■ What to work on:
Please continue the article below on green building methods for hospitals in the UAE, picking up after its final sentence.

■ Study text:
****

Green building methods for hospitals in the UAE
Green building techniques used to develop 'climate-friendly' hospitals
Healthcare facilities are large consumers of energy and have high associated carbon emissions that are contributing to climate change, making energy efficiency in the design and operation of future healthcare projects in the Middle East a matter of discussion.
Carl Mackenzie, director, building engineering healthcare at AECOM, spoke at the Architect’s Congress at Hospital Build & Infrastructure Middle East about the international environmental assessment tools, such as Estidama and QSAS, that have been adopted by the UAE government, and other GCC countries over the last few years.
He said: "The healthcare expenditure across the MENA zone is rising and predicted to continue to rise for the next 5 years by circa 6% (IMF), so the issue is applicable to the region.
"One significant driver to enable the implementation of energy efficiency design is the financial case; in many parts of the world energy is relatively expensive. Therefore, saving energy equates to saving outgoing revenue; however in a number of GCC countries energy costs are subsidised, so the financial incentive to adopt energy efficiency does not always exist as a return of investment."

****

■ Material provided:
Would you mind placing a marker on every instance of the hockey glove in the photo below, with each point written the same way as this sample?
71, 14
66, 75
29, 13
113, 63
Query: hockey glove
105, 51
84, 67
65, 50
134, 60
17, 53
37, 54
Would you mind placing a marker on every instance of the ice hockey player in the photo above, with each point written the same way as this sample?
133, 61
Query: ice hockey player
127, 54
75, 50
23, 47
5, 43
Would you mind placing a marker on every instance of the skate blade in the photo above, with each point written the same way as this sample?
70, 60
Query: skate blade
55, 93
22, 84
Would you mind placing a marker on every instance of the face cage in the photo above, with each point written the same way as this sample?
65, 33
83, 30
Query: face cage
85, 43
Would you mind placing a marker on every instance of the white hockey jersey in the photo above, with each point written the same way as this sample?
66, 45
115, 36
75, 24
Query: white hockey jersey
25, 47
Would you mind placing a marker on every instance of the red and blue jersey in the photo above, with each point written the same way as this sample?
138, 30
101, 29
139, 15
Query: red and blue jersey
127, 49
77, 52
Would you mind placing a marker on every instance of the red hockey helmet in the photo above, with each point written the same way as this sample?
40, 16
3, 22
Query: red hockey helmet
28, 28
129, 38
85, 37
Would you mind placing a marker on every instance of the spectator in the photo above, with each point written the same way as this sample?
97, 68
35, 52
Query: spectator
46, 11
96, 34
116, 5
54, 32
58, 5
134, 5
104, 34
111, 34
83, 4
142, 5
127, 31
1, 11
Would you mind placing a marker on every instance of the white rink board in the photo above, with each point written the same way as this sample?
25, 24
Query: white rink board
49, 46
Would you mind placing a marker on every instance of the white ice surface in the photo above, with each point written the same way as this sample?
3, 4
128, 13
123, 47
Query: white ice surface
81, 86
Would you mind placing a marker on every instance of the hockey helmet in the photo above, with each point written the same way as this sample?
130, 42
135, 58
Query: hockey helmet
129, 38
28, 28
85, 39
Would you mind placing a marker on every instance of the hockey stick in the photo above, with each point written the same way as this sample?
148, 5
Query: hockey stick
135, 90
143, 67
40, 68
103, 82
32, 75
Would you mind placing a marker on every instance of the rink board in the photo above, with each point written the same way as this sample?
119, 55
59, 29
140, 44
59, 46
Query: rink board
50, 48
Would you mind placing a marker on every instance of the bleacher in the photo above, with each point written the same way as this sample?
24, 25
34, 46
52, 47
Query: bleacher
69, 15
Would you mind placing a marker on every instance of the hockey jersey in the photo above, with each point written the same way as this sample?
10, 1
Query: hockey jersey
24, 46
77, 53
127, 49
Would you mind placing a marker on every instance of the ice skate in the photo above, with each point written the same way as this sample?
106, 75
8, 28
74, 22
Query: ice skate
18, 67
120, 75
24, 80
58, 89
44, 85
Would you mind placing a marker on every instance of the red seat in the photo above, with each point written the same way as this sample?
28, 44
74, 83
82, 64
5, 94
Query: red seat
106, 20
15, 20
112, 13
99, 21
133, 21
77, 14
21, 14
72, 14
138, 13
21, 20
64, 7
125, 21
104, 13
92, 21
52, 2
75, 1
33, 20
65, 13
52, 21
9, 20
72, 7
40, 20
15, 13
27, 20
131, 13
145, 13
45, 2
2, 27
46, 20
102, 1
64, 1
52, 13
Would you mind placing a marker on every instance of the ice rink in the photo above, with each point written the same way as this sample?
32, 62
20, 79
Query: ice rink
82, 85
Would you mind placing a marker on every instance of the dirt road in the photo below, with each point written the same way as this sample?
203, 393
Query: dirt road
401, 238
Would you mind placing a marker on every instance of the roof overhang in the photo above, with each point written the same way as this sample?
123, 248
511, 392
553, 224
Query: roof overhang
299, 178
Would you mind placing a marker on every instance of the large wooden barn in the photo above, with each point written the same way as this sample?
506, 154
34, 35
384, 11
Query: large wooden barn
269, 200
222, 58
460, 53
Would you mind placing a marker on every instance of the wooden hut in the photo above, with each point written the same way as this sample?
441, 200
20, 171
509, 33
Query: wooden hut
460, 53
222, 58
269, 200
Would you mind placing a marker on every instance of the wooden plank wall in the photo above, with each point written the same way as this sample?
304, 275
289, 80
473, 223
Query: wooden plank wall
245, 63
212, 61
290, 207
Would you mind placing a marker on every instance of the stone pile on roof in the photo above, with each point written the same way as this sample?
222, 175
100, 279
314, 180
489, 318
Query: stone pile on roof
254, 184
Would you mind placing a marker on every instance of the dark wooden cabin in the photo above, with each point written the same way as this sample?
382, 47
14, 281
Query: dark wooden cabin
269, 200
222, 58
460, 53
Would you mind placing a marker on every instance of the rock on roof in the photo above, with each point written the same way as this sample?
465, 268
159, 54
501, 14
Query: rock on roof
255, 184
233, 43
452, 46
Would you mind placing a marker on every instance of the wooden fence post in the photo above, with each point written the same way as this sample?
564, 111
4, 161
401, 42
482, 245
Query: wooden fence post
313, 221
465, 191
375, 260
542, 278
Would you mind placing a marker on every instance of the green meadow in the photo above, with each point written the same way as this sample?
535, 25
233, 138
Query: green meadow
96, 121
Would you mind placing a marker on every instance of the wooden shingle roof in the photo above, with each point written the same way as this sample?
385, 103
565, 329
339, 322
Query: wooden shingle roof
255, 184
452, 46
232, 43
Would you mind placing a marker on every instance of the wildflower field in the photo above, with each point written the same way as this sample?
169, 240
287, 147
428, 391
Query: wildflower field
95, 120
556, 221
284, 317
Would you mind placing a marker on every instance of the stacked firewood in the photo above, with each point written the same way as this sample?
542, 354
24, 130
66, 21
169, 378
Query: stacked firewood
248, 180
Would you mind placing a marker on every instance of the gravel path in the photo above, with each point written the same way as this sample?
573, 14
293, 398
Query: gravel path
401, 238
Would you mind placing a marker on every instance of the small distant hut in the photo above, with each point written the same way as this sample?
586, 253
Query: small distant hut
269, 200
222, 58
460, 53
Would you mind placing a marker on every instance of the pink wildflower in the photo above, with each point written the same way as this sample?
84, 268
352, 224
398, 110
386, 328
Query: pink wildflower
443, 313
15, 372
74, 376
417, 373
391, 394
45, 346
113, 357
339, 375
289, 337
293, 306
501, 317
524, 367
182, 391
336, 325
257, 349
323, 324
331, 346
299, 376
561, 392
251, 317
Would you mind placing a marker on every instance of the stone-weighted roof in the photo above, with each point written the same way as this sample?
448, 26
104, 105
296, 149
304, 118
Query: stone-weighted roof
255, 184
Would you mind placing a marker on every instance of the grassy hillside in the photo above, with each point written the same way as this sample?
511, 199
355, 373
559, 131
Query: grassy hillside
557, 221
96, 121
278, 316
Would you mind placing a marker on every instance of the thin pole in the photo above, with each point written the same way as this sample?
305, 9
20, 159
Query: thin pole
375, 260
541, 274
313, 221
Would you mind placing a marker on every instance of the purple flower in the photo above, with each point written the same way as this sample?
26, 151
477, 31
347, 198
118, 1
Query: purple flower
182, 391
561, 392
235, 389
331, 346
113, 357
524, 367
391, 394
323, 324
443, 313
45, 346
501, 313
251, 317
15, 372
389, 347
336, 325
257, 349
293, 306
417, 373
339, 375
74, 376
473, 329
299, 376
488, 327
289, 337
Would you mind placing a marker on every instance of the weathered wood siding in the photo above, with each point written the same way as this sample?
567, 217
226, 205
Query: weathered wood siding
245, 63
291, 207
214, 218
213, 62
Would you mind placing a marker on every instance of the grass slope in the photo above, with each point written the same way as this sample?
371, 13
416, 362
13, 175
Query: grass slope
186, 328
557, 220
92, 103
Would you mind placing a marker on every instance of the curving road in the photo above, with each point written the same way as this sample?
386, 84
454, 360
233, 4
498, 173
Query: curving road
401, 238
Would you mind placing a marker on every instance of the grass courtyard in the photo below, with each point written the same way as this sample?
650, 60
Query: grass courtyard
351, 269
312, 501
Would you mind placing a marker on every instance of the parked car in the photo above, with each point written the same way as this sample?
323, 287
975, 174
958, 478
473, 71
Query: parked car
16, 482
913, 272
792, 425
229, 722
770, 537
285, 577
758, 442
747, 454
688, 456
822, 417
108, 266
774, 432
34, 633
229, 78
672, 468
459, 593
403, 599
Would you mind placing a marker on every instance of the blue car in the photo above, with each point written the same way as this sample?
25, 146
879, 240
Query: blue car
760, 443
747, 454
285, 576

****

■ Output for this task:
Major bodies such as the World Health Organisation (WHO 2009) have established aims at reductions in carbon emissions and greenhouse gas emissions, and the development of more ‘climate friendly’ hospitals. This development can take the form of encouraging passive green building fabric design, enhancing energy efficiency, and utilising alternative or renewable energy.
"We are currently working on regional healthcare projects that are striving for international standard of design in relation to care and performance," said Mackenzie.
"This overlaps with environmental performance, standards and assessment tools. Most clients want to have an assessment tool that considers the regional influencing factors. We have had dialogue with a few government entities, and the challenge is to incentivise healthcare project sponsors to want to go down the energy efficiency path. In some regions such as in Abu Dhabi, the planning process has a mandatory requirement for new projects to follow an assessment path (Estidama)."